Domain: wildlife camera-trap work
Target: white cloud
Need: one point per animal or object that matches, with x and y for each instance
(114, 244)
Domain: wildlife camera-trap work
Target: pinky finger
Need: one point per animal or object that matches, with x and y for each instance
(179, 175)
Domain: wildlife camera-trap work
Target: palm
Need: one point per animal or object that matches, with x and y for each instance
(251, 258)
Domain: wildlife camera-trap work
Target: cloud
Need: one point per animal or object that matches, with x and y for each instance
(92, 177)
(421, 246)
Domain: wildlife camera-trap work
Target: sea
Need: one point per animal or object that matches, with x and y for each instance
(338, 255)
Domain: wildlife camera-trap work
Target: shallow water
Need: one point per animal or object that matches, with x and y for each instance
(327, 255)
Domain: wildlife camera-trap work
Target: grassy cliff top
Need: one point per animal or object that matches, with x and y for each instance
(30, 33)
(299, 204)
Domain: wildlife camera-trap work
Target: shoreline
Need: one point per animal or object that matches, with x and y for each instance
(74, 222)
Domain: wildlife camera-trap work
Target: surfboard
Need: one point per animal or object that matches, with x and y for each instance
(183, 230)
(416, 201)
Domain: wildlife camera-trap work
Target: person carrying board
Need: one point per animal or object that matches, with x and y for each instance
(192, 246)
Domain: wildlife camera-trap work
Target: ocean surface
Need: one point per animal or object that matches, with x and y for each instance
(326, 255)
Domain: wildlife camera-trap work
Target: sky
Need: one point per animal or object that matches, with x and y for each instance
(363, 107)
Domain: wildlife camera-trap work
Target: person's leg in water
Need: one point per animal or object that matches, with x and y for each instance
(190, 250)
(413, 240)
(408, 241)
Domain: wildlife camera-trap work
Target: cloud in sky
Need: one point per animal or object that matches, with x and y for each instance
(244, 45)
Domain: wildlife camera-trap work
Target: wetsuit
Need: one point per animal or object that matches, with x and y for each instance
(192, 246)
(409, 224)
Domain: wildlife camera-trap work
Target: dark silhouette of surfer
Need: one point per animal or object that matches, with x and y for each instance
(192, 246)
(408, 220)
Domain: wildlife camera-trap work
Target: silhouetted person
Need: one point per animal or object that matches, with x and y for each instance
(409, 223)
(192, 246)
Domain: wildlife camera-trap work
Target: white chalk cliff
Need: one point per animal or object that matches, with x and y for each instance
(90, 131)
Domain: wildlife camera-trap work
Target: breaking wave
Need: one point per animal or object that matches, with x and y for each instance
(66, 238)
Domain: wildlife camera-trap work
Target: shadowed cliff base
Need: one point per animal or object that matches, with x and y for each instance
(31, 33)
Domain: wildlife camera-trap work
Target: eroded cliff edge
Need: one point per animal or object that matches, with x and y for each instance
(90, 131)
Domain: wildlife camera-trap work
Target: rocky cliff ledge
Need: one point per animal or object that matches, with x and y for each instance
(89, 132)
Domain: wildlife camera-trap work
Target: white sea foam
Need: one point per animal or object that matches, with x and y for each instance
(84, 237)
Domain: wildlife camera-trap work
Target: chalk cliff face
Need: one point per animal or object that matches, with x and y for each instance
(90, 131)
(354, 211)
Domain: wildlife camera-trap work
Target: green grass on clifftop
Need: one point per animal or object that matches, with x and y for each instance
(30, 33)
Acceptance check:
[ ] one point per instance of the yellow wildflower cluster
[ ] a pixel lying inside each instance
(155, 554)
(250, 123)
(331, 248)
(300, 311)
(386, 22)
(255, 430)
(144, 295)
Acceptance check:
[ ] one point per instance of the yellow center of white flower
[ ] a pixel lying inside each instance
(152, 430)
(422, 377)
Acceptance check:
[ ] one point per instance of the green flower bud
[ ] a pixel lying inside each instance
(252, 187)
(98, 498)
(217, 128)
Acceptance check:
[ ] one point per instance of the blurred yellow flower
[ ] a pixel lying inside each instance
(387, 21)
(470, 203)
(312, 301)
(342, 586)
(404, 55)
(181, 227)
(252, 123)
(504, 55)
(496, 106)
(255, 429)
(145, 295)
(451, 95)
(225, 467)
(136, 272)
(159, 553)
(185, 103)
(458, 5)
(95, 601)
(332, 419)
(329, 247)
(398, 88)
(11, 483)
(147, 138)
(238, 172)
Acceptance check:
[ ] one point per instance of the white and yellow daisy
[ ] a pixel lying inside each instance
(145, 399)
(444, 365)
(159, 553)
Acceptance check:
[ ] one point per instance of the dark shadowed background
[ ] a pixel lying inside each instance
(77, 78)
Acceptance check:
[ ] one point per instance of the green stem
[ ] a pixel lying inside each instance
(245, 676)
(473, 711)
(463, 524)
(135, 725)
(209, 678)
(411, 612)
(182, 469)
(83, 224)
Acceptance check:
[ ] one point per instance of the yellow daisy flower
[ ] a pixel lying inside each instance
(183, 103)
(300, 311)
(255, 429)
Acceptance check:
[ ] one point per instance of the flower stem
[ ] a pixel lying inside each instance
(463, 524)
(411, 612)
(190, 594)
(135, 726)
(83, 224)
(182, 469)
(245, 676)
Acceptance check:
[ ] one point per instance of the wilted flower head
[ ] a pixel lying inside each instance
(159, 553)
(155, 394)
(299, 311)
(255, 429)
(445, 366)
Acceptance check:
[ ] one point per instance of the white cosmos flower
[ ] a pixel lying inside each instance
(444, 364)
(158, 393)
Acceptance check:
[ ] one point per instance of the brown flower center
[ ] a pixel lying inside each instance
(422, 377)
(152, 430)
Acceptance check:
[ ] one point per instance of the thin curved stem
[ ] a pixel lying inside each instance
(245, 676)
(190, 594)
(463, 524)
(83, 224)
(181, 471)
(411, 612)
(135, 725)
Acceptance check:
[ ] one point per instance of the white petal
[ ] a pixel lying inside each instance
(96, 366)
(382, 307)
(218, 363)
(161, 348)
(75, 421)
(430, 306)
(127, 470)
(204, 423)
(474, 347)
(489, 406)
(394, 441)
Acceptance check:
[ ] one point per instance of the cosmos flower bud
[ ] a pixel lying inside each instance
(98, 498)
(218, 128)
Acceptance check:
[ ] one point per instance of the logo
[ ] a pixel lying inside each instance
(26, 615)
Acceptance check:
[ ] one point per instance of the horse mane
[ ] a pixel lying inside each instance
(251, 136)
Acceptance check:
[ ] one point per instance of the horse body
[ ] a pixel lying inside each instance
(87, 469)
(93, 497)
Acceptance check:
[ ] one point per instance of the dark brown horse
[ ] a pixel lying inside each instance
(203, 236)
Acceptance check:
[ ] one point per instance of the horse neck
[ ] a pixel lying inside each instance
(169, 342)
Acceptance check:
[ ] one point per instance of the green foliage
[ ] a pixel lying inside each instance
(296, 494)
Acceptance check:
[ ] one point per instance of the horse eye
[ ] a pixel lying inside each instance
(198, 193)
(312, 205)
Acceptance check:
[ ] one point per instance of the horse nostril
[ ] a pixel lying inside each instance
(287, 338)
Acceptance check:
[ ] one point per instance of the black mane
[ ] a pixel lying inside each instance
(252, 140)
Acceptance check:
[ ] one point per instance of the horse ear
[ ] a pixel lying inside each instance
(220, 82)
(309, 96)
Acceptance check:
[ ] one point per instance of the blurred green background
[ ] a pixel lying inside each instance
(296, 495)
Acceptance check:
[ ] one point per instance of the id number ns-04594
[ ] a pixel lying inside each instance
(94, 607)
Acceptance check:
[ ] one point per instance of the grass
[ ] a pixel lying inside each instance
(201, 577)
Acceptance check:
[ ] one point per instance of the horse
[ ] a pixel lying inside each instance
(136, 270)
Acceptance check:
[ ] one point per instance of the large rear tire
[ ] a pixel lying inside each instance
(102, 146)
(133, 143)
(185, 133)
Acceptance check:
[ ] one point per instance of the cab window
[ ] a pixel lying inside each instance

* [What you have to do]:
Each line containing "horse" belongs in the answer; pick these out of the material and copy them.

* [Output]:
[ ] one point per instance of the horse mane
[ ] one point per instance of the horse body
[ ] one point per instance of the dark brown horse
[ ] one point per instance of the horse neck
[ ] one point per instance of the horse eye
[ ] one point per instance of the horse nostril
[ ] one point per instance of the horse ear
[ ] one point per instance of the horse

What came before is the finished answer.